READING PASSAGE:
A murmur of agreement from my friend. But I, drunk on a pair of blue eyes, lazed further back into the half-light. Midnight. I got dropped off, still smiling, dancing drunkenly up my stairs....I put his number into my phone, carefully tapping in the digits, securing it, as if to heart, to my lowly SIM card. I lay back, probably pleasured myself with the thought, any thoughts of him, and curled up to sleep....

The next day, I didn't text him. Resolutely difficult, but it's what all those books say, isn't it? Men like to hunt. Men like to chase. Men don't like to be shepherded to the hearts of others, ordered about by agendas that go against their own....let them set the trap, let them watch their prey, high-heeled, hot-footed, girlishly teasing them with their silence. Thought precludes love. If I love, I don't think about how to pull reciprocal feelings from the other, and if they love me back, I doubt they do, either. It was mutual but calculated. He always had the upper hand.

Mid Life Crisis

I think that's what it's called, when a bloke, too poor to buy a Ferrari but too horny to ignore the urge, embarks on an affair with someone close to 20 years his junior. I'm the, uh, junior, by the way....I work with him, well, for him, just to add a further dash of power and cliche to the mix. About a year ago, I decided that my job was boring enough to warrant doing something interesting whilst plodding the corridors of (minimal) power. So, at a work do two weeks later, I wore my tightest jeans, my highest heels and with a slash of mascara and red wine, asked him, as we let other bar-goers crush us closer and closer together whilst, ostensibly, standing at the bar, if he masturbated about me. Those were my exact words. And he, tentative, astonished in fact, I think, nodded dumbly.

I have a wide smile and smiled widely. He has a nervous smile but massive blue eyes that speak in lieu of his mouth which was still agape with shock. And that second, those eyes - what IS it with me and blue eyes? - sealed the messy fate of filing-cabinet fucking and Texts That Are Only Received When The Wife Is Out....

Again, more later....I have washing up and cooking to do, those moments of prosaic living between the jaunts to Leicestershire (wry grin)

A Definitive Low

I was invited to an orgy in Leicestershire this weekend by an ex.

His exact words?

'Come dressed for sex and we'll split the petrol!'

Quasi-Insane Ex

I flatter him by prefacing his insanity with the hopeful disclaimer that he's not actually as nuts as he is. But I know it to be true, so there's a fruitless start to begin with....

SET OF TASKS:
[1] From the blog excerpt above, write out the part that opens with the words containing "I have a wide" and closes with "weekend by an ex.".
[2] Answer these questions using the blog excerpt above:
(a) About how many years younger than the man at work is the writer?
(b) In which county was the weekend orgy the ex invited the writer to?
(c) What did the ex offer to split?

PROVIDED MATERIAL:
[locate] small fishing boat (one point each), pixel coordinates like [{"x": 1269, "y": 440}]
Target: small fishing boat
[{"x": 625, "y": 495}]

SOLUTIONS TO THE EXERCISE:
[1]
I have a wide smile and smiled widely. He has a nervous smile but massive blue eyes that speak in lieu of his mouth which was still agape with shock. And that second, those eyes - what IS it with me and blue eyes? - sealed the messy fate of filing-cabinet fucking and Texts That Are Only Received When The Wife Is Out....

Again, more later....I have washing up and cooking to do, those moments of prosaic living between the jaunts to Leicestershire (wry grin)

A Definitive Low

I was invited to an orgy in Leicestershire this weekend by an ex.

[2]
(a) Close to 20 years.
(b) Leicestershire.
(c) The petrol.